%%

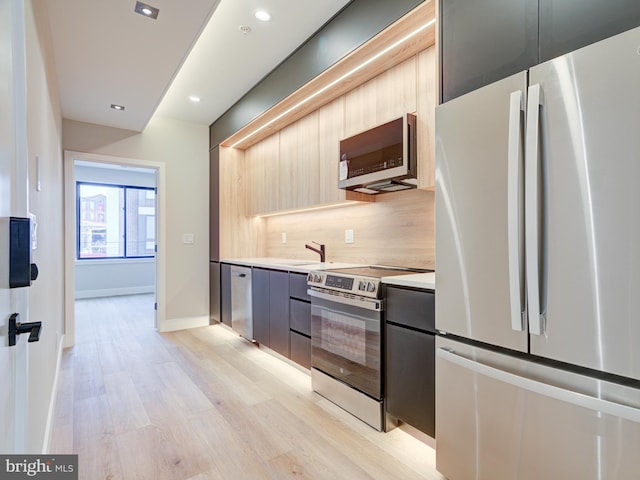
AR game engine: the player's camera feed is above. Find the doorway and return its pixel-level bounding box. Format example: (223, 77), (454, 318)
(65, 152), (164, 347)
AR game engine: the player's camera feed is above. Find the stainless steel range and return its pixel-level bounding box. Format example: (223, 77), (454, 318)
(307, 266), (425, 431)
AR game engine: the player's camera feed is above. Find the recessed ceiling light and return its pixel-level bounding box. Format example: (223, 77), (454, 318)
(134, 2), (160, 20)
(253, 10), (271, 22)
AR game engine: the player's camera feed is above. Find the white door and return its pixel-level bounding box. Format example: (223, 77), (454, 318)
(0, 0), (29, 453)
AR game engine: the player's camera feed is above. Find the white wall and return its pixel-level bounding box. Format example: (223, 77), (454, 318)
(74, 163), (156, 298)
(63, 116), (209, 330)
(25, 0), (64, 453)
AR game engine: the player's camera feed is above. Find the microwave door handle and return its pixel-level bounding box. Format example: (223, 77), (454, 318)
(507, 90), (525, 332)
(524, 84), (544, 335)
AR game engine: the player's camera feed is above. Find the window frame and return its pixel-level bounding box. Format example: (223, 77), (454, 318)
(75, 180), (158, 262)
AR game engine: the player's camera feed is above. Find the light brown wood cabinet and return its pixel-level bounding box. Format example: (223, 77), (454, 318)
(417, 46), (437, 190)
(344, 56), (417, 137)
(318, 97), (346, 203)
(279, 111), (320, 210)
(244, 133), (281, 215)
(239, 47), (436, 215)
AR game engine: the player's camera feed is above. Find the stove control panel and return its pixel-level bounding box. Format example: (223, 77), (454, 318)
(307, 272), (380, 298)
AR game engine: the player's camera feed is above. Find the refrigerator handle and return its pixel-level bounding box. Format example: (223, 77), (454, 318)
(436, 347), (640, 423)
(507, 90), (525, 332)
(524, 84), (544, 335)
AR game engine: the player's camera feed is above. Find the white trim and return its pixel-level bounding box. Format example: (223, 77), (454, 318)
(75, 285), (156, 300)
(158, 315), (209, 332)
(42, 334), (64, 454)
(75, 257), (156, 267)
(64, 150), (165, 347)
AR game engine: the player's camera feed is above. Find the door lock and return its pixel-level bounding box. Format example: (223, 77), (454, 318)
(9, 313), (42, 347)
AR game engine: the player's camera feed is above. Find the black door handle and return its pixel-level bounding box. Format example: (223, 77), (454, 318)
(9, 313), (42, 347)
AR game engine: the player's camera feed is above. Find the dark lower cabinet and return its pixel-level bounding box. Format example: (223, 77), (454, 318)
(251, 267), (289, 357)
(269, 271), (290, 357)
(385, 286), (435, 437)
(251, 268), (270, 347)
(251, 267), (311, 368)
(290, 331), (311, 368)
(386, 324), (436, 437)
(289, 272), (311, 368)
(220, 263), (231, 326)
(209, 261), (220, 325)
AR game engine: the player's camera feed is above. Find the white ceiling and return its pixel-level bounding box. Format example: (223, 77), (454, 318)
(47, 0), (349, 131)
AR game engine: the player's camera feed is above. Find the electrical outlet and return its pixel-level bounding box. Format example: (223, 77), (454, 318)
(344, 228), (354, 243)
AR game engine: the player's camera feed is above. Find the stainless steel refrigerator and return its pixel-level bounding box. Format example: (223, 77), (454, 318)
(436, 28), (640, 480)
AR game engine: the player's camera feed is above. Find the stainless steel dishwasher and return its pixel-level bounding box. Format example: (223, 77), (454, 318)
(231, 265), (253, 341)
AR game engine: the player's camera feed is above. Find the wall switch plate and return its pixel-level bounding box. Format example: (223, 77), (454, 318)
(344, 228), (353, 243)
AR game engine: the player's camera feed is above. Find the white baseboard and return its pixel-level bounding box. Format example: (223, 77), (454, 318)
(75, 285), (155, 299)
(42, 334), (64, 454)
(158, 315), (209, 332)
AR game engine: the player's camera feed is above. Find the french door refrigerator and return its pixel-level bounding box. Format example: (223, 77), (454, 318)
(436, 23), (640, 480)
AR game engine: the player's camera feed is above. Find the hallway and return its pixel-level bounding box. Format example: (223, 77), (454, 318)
(51, 295), (442, 480)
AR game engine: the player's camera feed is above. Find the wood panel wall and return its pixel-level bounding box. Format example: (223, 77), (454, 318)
(220, 2), (436, 268)
(264, 190), (435, 268)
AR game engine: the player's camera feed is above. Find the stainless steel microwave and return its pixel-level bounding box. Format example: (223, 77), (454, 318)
(338, 113), (418, 194)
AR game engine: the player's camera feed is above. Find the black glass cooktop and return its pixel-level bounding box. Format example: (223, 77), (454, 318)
(324, 265), (433, 278)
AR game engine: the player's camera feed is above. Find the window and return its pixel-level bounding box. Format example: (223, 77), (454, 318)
(76, 182), (156, 260)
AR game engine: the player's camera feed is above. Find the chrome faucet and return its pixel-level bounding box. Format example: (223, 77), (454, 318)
(305, 242), (326, 262)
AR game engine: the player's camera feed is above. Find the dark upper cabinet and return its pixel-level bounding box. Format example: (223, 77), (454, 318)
(539, 0), (640, 62)
(440, 0), (538, 102)
(209, 146), (220, 262)
(440, 0), (640, 102)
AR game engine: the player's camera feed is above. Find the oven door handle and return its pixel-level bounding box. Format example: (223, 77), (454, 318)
(307, 288), (382, 312)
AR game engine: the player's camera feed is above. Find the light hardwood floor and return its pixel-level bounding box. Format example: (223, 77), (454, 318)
(51, 295), (444, 480)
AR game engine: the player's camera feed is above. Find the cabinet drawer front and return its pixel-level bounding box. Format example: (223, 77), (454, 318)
(385, 286), (436, 332)
(291, 332), (311, 368)
(289, 273), (311, 302)
(289, 298), (311, 336)
(386, 325), (436, 437)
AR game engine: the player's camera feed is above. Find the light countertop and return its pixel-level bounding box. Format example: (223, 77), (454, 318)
(382, 272), (436, 290)
(220, 257), (364, 273)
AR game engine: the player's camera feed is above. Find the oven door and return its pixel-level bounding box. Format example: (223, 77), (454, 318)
(309, 288), (382, 400)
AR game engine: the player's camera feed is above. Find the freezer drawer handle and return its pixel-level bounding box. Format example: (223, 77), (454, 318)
(437, 348), (640, 423)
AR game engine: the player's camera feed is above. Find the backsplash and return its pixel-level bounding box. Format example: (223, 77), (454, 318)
(264, 189), (435, 268)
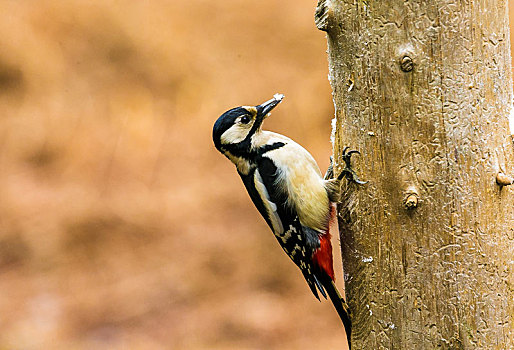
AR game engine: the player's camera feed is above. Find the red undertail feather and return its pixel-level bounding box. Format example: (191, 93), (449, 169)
(312, 234), (335, 281)
(312, 205), (335, 281)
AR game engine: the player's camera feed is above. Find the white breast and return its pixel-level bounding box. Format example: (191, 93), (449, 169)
(262, 132), (330, 231)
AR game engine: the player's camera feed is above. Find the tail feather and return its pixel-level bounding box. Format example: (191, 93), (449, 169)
(320, 275), (352, 349)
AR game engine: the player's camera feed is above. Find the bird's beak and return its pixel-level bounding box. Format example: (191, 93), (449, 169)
(255, 94), (284, 120)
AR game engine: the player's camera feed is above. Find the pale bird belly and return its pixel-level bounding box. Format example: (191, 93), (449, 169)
(288, 164), (330, 231)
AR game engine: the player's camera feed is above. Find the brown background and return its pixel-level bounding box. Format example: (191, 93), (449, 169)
(0, 0), (510, 349)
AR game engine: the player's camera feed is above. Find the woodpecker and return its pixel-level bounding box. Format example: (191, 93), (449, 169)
(212, 94), (364, 345)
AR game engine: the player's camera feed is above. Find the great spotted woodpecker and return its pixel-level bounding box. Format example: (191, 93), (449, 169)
(212, 94), (363, 344)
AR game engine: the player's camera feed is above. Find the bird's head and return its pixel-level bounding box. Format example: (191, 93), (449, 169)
(212, 94), (284, 152)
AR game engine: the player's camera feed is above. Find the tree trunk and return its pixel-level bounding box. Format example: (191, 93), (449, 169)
(316, 0), (514, 350)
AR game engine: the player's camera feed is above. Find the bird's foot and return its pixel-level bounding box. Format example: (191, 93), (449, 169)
(338, 147), (368, 185)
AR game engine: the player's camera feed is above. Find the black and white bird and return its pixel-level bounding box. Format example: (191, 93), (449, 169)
(212, 94), (363, 343)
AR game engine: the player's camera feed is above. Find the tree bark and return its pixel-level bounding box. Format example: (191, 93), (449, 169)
(316, 0), (514, 350)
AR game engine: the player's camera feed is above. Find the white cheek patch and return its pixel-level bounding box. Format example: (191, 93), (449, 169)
(220, 124), (252, 145)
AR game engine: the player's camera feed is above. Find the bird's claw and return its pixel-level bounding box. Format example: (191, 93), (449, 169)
(339, 147), (368, 185)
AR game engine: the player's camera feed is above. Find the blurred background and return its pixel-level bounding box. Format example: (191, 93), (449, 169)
(0, 0), (338, 350)
(0, 0), (510, 350)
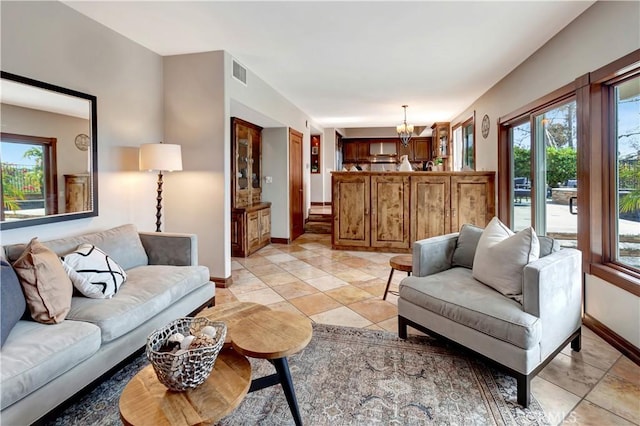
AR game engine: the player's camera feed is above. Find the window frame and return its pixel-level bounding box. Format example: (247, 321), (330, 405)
(577, 49), (640, 296)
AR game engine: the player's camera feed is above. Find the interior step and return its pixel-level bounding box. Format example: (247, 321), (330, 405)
(304, 222), (331, 234)
(307, 213), (331, 223)
(304, 213), (331, 234)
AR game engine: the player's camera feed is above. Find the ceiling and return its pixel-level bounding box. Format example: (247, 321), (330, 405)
(64, 1), (594, 128)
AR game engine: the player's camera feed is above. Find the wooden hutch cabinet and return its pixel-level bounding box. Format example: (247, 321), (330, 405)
(331, 171), (495, 253)
(231, 117), (271, 257)
(64, 173), (91, 213)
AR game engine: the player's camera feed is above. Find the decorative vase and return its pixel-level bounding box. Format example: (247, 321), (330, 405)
(398, 155), (413, 172)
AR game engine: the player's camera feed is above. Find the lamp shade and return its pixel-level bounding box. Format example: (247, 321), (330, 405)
(139, 143), (182, 172)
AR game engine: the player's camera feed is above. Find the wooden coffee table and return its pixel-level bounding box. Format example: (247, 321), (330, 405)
(119, 349), (251, 426)
(199, 302), (312, 425)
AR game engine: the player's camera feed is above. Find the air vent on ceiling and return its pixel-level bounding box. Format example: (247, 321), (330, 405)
(233, 60), (247, 86)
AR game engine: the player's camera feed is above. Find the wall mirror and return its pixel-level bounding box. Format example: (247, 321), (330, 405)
(0, 71), (98, 229)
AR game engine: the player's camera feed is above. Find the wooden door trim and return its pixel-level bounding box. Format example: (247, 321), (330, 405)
(289, 127), (304, 241)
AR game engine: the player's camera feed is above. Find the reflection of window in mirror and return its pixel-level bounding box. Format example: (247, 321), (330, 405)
(0, 133), (58, 220)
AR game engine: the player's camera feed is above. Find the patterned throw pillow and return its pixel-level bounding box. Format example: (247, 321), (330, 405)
(62, 244), (127, 299)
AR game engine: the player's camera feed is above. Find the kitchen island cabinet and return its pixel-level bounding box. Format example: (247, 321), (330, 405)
(331, 171), (495, 253)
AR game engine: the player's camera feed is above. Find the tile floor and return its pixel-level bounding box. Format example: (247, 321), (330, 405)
(221, 234), (640, 426)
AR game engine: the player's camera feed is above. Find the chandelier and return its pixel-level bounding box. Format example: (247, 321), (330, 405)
(396, 105), (413, 146)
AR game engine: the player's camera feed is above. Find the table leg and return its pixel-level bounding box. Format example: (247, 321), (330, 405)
(382, 268), (393, 300)
(272, 358), (302, 425)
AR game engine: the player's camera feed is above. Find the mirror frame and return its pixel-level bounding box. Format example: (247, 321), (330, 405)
(0, 71), (98, 230)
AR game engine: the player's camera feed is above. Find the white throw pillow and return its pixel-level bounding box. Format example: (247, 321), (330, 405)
(473, 217), (540, 303)
(62, 244), (127, 299)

%%

Please give everything from the line containing "the white ceiling" down to the line containing "(436, 23), (640, 480)" again, renaming "stainless steel" to "brushed steel" and leaving all else unchanged.

AR game engine: the player's camera feed is above. Find the white ceiling and return its pixel-level bounding box. Format example: (223, 77), (454, 318)
(47, 0), (349, 131)
AR game engine: the player's camera feed is above. Find the electrical outlet and return its pixel-level bounding box. Format example: (223, 77), (454, 318)
(344, 228), (354, 243)
AR game engine: the player's camera feed is above. Find the brushed steel refrigerator and return its pixel-level bounding box. Format example: (223, 77), (454, 318)
(436, 28), (640, 480)
AR game engine: the player's camera feed is above. Find the brushed steel dishwasher and return its pixel-level bounding box. Format example: (223, 77), (454, 318)
(231, 265), (253, 341)
AR game engine: the player's camera feed is above. Find the wall switch plate and return its pixel-level bounding box. Format example: (223, 77), (454, 318)
(344, 228), (353, 243)
AR game engine: the player's camera feed is above. Find the white baseboard and return its pixel-level bounding box. Format example: (223, 77), (454, 318)
(75, 285), (155, 299)
(42, 334), (64, 454)
(158, 315), (209, 332)
AR game engine: the player's camera feed is above. Find the french door refrigerator and return its pixel-level bounding box. Format example: (223, 77), (454, 318)
(436, 23), (640, 480)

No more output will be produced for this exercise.